Excerpts of pointing data:
★ ★ ★ ★ ★

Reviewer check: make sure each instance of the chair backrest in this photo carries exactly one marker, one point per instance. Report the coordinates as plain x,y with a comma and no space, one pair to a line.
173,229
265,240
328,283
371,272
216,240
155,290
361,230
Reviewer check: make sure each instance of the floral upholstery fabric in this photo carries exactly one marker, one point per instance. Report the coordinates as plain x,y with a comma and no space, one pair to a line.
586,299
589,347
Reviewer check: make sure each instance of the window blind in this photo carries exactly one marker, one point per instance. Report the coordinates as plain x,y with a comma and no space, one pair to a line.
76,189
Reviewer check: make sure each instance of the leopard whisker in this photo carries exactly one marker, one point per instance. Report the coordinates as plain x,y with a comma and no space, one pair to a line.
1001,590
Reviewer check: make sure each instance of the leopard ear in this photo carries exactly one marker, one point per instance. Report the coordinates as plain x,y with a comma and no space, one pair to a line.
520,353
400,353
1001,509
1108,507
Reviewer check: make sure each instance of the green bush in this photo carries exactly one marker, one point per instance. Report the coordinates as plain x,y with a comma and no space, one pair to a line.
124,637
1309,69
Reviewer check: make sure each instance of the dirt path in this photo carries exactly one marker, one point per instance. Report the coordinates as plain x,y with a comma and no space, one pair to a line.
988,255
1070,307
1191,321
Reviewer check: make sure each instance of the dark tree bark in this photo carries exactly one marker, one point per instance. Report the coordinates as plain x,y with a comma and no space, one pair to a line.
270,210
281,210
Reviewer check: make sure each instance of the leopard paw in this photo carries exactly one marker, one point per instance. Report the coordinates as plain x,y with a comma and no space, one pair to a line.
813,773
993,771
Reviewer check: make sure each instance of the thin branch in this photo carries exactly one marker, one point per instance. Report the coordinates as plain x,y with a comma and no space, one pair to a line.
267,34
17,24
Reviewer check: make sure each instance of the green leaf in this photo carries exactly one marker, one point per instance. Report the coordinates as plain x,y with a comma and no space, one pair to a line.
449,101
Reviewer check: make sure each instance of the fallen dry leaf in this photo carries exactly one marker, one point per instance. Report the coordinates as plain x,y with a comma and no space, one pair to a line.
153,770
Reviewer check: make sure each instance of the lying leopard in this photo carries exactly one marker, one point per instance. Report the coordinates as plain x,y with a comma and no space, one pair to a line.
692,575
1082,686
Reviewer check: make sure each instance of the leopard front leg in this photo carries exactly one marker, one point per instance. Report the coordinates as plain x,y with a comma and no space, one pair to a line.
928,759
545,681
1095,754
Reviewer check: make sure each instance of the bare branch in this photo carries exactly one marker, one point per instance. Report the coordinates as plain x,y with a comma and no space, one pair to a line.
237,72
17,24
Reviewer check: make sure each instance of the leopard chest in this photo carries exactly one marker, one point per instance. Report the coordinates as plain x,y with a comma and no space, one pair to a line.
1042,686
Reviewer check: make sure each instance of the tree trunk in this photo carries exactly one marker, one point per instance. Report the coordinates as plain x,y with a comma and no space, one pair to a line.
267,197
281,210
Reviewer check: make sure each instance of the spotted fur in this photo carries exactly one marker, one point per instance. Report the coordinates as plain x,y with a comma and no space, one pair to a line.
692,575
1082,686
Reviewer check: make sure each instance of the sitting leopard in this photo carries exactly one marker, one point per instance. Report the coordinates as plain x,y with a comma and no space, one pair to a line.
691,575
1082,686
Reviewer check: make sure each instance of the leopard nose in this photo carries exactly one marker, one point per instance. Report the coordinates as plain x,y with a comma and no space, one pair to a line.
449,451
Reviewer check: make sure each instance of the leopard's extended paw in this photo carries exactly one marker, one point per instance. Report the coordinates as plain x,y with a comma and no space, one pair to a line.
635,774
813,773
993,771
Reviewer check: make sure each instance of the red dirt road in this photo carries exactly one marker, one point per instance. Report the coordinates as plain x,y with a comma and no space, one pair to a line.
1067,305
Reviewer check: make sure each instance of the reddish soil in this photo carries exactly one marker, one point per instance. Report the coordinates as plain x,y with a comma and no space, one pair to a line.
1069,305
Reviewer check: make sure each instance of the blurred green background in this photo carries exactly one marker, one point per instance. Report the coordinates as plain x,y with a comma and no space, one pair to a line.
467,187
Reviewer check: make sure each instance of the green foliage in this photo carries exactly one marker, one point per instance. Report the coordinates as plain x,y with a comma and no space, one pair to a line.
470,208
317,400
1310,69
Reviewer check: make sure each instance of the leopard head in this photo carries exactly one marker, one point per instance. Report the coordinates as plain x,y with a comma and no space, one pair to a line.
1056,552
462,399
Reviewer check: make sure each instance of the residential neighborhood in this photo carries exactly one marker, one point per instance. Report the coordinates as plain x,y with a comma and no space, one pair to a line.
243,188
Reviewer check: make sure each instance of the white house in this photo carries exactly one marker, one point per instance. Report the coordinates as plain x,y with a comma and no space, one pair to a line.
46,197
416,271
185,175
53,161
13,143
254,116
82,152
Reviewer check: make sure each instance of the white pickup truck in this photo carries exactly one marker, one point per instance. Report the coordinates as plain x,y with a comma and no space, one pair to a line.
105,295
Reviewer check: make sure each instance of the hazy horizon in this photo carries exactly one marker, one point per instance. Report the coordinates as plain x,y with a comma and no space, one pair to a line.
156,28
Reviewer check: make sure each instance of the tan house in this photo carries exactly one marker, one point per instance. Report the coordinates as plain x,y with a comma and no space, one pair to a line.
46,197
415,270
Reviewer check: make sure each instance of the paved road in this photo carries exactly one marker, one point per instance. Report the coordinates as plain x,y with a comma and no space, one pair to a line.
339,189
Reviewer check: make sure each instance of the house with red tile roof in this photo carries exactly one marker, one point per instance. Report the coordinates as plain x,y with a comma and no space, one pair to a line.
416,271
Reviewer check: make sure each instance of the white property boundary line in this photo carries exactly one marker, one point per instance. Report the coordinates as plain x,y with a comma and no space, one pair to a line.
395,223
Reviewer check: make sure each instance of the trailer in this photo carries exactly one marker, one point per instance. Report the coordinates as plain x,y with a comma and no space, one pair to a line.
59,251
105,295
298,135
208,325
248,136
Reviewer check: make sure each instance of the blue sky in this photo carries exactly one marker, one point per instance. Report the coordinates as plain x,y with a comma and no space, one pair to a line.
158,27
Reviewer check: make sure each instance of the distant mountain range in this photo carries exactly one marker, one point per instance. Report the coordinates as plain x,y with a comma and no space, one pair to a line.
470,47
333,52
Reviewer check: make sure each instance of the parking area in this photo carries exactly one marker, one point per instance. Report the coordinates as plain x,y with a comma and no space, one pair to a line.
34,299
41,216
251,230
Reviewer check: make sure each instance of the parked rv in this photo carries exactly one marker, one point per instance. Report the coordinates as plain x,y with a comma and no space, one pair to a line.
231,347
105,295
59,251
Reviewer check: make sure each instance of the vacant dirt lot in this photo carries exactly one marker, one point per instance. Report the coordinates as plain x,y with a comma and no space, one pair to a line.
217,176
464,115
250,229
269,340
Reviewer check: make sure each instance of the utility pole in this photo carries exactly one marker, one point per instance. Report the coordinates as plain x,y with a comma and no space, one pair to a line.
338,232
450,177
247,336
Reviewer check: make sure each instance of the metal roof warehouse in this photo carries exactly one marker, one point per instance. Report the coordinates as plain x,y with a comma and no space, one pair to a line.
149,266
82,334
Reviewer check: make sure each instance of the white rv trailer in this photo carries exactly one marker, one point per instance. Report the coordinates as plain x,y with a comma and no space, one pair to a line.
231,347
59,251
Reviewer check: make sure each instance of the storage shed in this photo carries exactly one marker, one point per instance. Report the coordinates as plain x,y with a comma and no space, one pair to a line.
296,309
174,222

★ ★ ★ ★ ★

### Task statement:
Write the complete data out, exactly as above.

### Solution:
Reviewer check: make sure each instance of the chair backrest in this photo carries exactly one marker, one point per instance. Report the coordinates as plain x,y with a comma and no space, one pair to a line.
173,229
265,240
328,283
371,272
216,240
155,290
361,230
Reviewer check: make sure each instance of the floral upholstery fabric in this photo carries exactly one marker, one point per instance. Report the coordinates as plain x,y with a comma and no space, one pair to a line.
586,299
589,347
Reviewer check: make sure each instance of the window blind in this photo carries exactly one marker, one point per instance. Report the coordinates as plain x,y with a comma and no space, one pair to a line.
76,189
Reviewer check: make sure each instance of the leopard whisker in this photo carries exactly one marker, one point per instance. Report the coordinates as plain x,y with a comma and no space, one pair to a line.
1001,590
Reviewer check: make sure each instance of the leopard ear in this photo carries exactly one marker, one point per instance. Report the coordinates as plain x,y with a comma and no space, one pair to a line.
520,353
400,353
1001,509
1108,507
Reviewer check: make sure each instance of the green bush in this photo carries exactly one marker, one point per instance. Report the coordinates as plain x,y with a comma and no space, one pair to a line.
124,637
1309,69
Reviewer check: make sure each instance of the dirt path in this photo carries exactly one marker, one point per instance. Report the coordinates as plain x,y with a comma and no space, one pair to a line.
988,255
1070,307
1191,321
Reviewer check: make sure each instance of the dark tree bark in this photo carries exactly one marker, one point per instance. Report the coordinates as plain x,y with a comma and no space, one pair to a line.
270,210
281,210
Reviewer check: make sure each instance of the leopard paw in this photo carries exactly one marker, one point per instance. Report the coordinates as plain x,y with a comma and no space, one pair to a line.
813,773
993,771
Reviewer check: make sure each instance of the thin branch in this photo carries exactly one marker, one point per instance. Report the coordinates as plain x,y with a comma and no space, one pair to a line.
267,34
17,24
Reviewer check: make sure each instance of the green leaf in this photo carries exactly one marker, one point per instance. Report the coordinates as plain x,y with a comma and no space, one pair to a line.
449,101
Reviewer check: make sure each instance of the fallen dry leaf in this photo carries exactly one marker, one point per instance. Report the coordinates as plain x,y with a comma and no space, one pair to a line.
153,770
Reviewer check: make sure each instance of the lying leopard in this photo carries exactly one marker, one point per instance. Report the coordinates as plain x,y with a comma and no space, one pair to a line.
692,575
1082,686
Reviewer check: make sure each instance of the leopard front leg in this photo carries exactly one marker, one point per instance. Report the coordinates as plain x,y with a comma and no space, one pair to a line.
928,759
545,681
1095,754
Reviewer check: make sure each instance of the bare branch in this photo carries exactly one marker, one point per instance. Report the coordinates as plain x,y with a comma and no space, one pair to a line.
237,72
17,24
Reviewer check: make sure each instance of the leopard chest in this photo carries exactly one marker, one point per instance. Report the coordinates as plain x,y with a comma and no space, one pair to a line.
1042,686
Reviewer check: make sure each instance of the tree trunk in this photo carries exactly one marker, one point per instance. Report the coordinates as plain x,y with a comma and no space, one pair to a line.
267,197
281,210
Reviewer check: make sure each instance of the spotted fur in this photo carries exactly one marker, one point per instance. Report the coordinates as plain x,y with a comma and no space, one pair to a line.
692,575
1082,686
Reviewer check: make sure each instance of the sitting leopard in this photo carries exactly one marker, one point per instance. Report the coordinates as plain x,y with a comma and no space, one pair to a line.
691,575
1082,686
Reviewer check: make sure each instance of the leopard nose in this photo carries exactly one marker, one point per instance. Report the coordinates as plain x,y with a comma and no space, one pair to a line.
449,451
Reviewer check: make sure each instance of the leopard's extended paw in this photo carries exactly one marker, one point per instance. Report the coordinates as plain x,y with a comma and no space, one pair to a line.
635,774
813,773
993,771
Reviewer check: make sure each instance of the red dirt road in this photo carries exactly one marker, one point per instance. Report the coordinates as plain x,y with a comma and no space, one pair to a line.
1067,305
Reviewer check: make sure each instance of the reddish soil in this photo carries exactly one marker, one point per instance. Report the coordinates as plain x,y with a comma and no space, one pair to a line.
1069,305
Reviewer check: make sure each instance of the blurred green background in this photo carries exactly one marker, one point per instance. Report the coordinates as plain x,y with a comma and no space, one pair to a line.
467,187
Reviewer check: make sure each instance of the green foliage in this photo carries exactly one marker, one point per instance. Report the coordinates as plain x,y with a comma and no space, one pair to a line.
470,208
317,400
1310,69
Reviewer check: make sure each instance of the leopard head in this photo carries exactly one marker, one point per instance. Report the coordinates as plain x,y with a comma and no space, one pair to a line.
1056,552
462,399
Reviewer check: make sure each instance of the residential neighborhood in this photo carries exactly one marker, one point per instance. Report the coordinates as plain x,y with a comma and no space, one pair to a line.
243,188
Reviewer check: make sure each instance of the white house in this photo carries exactly one marker, one point per instance. Report the coordinates as plain x,y with a comma and no space, one pair to a line.
46,197
416,271
185,175
53,161
13,143
254,116
82,152
Reviewer check: make sure each instance of the white pickup truck in this photo carries exactly one marker, one point per instance. Report the coordinates as plain x,y with a comma and no space, one pair to a line.
105,295
Reviewer check: make sure each instance of the hazy horizon in this photo carries exactly one marker, one point per instance. Report the coordinates as plain x,y with a comma and no space, one pair to a line.
156,28
Reviewer check: make sure each instance of the tan house in this photo carries exactly one marker, one point per instance. Report the coordinates as plain x,y with a comma and no space, one pair to a line.
46,197
415,270
Reviewer check: make sure each instance of the paved road in this photo carries exactly one marker, one point per instance. Report the coordinates as plain x,y with a comma and no space, one pair to a line.
339,189
Reviewer check: make sure each instance of the house with red tile roof in this photo carries exactly one marker, one point per instance. Report the coordinates as plain x,y with a comma and no space, one pair to a line.
416,271
Reviewer check: make sure each instance of the white property boundary line in this photo carries exactly one marker, one point per instance. Report the coordinates as plain x,y with a comma and no space, one pair to a line.
395,223
Reviewer check: make sure each instance of the trailer in this photo carries exactly one marker, one point per instance. Report the coordinates as plain x,y with a comma and no space, one pair to a line.
59,251
105,295
298,135
208,325
248,136
Reviewer check: make sure each instance of the blue sky in this photo carries exactly one marker, one point per instance. Report the coordinates as plain x,y with a comma and no space, one pair to a line.
158,27
Reviewer check: make sure each instance of the distant mountain range in this photo carries exactly one marker, one point per instance. Report the coordinates as plain x,y with a comma and no space, one pair to a line.
470,47
333,52
Reviewer check: make sure each instance of the parking area in this photo carries exactly one marker, one point per instance. Report the coordinates as plain x,y with a comma and no space, one pair to a line.
34,299
41,216
251,230
Reviewer check: make sure each instance of the parked rv in this photo carries exactly one marker, one point per instance. Report the coordinates as plain x,y with a comma and no space, one pair to a line.
231,347
105,295
59,251
Reviewer check: make sure each instance of the vacant dirt lot in this photo carries exactly one marker, one point per instance. Report the coordinates as plain x,y with a comma and no space, one pair to a line.
217,176
464,115
250,229
269,340
Reviewer check: make sure each instance of the utility pole in this photo carries exactly one marker, one point per instance. Report the coordinates as plain x,y with a comma and no space, one pair to a line.
338,232
450,177
247,336
Reviewer check: make sure each instance of the metal roof warehouse in this photo carries exactly one marker, one point per instance. Report the coordinates as plain x,y with a comma and no space, one pair to a line.
149,266
82,334
Reviewer check: make sure each instance of the white rv trailer in this photo carries exactly one marker, one point per instance. Report the coordinates as plain x,y with a comma and no space, one pair to a line.
231,347
59,251
Reviewer check: make sure each instance of the storage shed in this photo carries exactly one marker, one point per instance. Report the coordinates as plain x,y with a comma and no space, one pair to a line.
296,309
174,222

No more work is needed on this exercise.